Could every line of the data be copied out once more, exactly?

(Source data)
|---|
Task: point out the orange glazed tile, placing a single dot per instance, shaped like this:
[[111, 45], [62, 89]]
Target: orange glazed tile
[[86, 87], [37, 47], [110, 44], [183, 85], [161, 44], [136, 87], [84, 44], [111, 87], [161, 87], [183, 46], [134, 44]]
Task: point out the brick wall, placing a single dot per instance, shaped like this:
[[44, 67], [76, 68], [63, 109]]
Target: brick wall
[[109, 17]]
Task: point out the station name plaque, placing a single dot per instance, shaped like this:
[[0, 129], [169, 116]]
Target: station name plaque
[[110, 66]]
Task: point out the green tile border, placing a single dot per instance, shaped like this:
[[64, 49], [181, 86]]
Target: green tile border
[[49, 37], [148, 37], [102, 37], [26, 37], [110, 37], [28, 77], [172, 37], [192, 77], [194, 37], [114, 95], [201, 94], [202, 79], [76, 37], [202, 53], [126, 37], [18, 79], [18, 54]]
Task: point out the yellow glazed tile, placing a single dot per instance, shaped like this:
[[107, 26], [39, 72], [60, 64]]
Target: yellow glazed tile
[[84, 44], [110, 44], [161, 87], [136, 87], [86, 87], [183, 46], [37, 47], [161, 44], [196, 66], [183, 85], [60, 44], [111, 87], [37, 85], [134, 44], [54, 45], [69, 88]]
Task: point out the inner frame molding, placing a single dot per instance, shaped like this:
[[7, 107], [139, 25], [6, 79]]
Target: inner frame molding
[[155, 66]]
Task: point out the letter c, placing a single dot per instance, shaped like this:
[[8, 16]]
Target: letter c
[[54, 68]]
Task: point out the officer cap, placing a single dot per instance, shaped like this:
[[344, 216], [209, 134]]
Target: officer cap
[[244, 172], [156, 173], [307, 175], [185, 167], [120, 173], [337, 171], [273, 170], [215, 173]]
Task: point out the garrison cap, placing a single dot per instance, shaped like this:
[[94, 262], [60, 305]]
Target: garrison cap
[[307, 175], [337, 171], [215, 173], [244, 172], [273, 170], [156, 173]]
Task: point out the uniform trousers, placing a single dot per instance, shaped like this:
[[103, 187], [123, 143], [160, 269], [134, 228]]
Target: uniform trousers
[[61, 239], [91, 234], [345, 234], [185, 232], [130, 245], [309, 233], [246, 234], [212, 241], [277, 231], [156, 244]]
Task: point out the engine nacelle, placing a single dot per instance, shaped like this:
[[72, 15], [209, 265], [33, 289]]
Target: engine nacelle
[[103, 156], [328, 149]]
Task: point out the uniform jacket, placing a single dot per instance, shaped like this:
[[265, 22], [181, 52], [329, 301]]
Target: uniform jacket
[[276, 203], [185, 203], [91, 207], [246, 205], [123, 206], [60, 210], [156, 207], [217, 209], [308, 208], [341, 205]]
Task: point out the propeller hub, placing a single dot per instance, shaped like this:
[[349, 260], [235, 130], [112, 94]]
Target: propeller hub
|---|
■ **Finished exercise**:
Task: point out the orange glazed tile, placing a single dot per instance, shaped like this:
[[111, 45], [62, 89]]
Target: orange glazed tile
[[86, 87], [37, 47], [110, 44], [183, 85], [161, 44], [136, 87], [84, 44], [111, 87], [161, 87], [183, 46], [134, 44]]
Task: point out the brick wall, placing a single dot per instance, shaped like this:
[[44, 67], [76, 68], [63, 109]]
Target: brick wall
[[109, 17]]
Task: point out the station name plaque, placing a single dot per instance, shaped like this:
[[0, 129], [169, 116]]
Target: station name plaque
[[110, 66]]
Task: point out the green tile border, placing a single dot per instance, shaped like this:
[[64, 49], [181, 86]]
Target: green tile border
[[49, 37], [148, 37], [102, 37], [26, 37], [110, 37], [28, 77], [172, 37], [192, 77], [194, 37], [114, 95], [201, 94], [202, 79], [76, 37], [202, 53], [126, 37], [18, 79], [18, 54]]
Task: point out the yellow glazed tile, placing a single dot per instance, shaped like this:
[[107, 26], [39, 72], [60, 64]]
Target: yellow glazed tile
[[84, 44], [110, 44], [161, 87], [136, 87], [86, 87], [183, 46], [37, 47], [161, 44], [196, 66], [183, 85], [60, 44], [111, 87], [37, 85], [134, 44], [54, 45], [69, 88]]
Task: point out the inner frame molding, placing a single dot per instance, shaped like this:
[[7, 107], [139, 25], [6, 79]]
Target: inner frame molding
[[155, 66]]
Task: point out the letter c, placing a single dot per instance, shaped like this:
[[8, 16]]
Target: letter c
[[54, 68]]
Task: point out the officer cap, placing a single dot per instance, shaped like this:
[[344, 216], [209, 134]]
Target: officer cap
[[244, 172], [156, 173], [307, 175], [185, 167], [120, 173], [337, 171], [273, 170], [215, 173]]
Task: point out the garrison cap, placing a single dot per instance, shaped like this:
[[94, 262], [60, 305]]
Target: garrison cap
[[307, 175], [337, 171], [215, 173], [244, 172], [273, 170], [156, 173]]
Task: point out the uniform trousers, placing a single dot per instance, shaped like this:
[[103, 187], [123, 143], [160, 269], [134, 228]]
Target: uniform trousers
[[61, 239], [91, 234], [345, 234], [185, 232], [130, 245], [309, 233], [246, 234], [212, 241], [277, 231], [156, 244]]
Task: point out the engine nacelle, placing a single dot per instance, shaped like this:
[[72, 15], [209, 265], [33, 289]]
Target: engine nacelle
[[103, 156], [328, 149]]
Task: point out the uniform jacket, placing a single dot per instance, shaped like this:
[[265, 22], [181, 52], [329, 301]]
Target: uniform jacket
[[276, 203], [185, 203], [91, 207], [246, 205], [123, 206], [60, 210], [156, 207], [217, 209], [308, 208], [341, 205]]
Task: point out the propeller hub, placing a single dot per instance, shaped like this:
[[349, 260], [235, 130], [112, 94]]
Target: propeller hub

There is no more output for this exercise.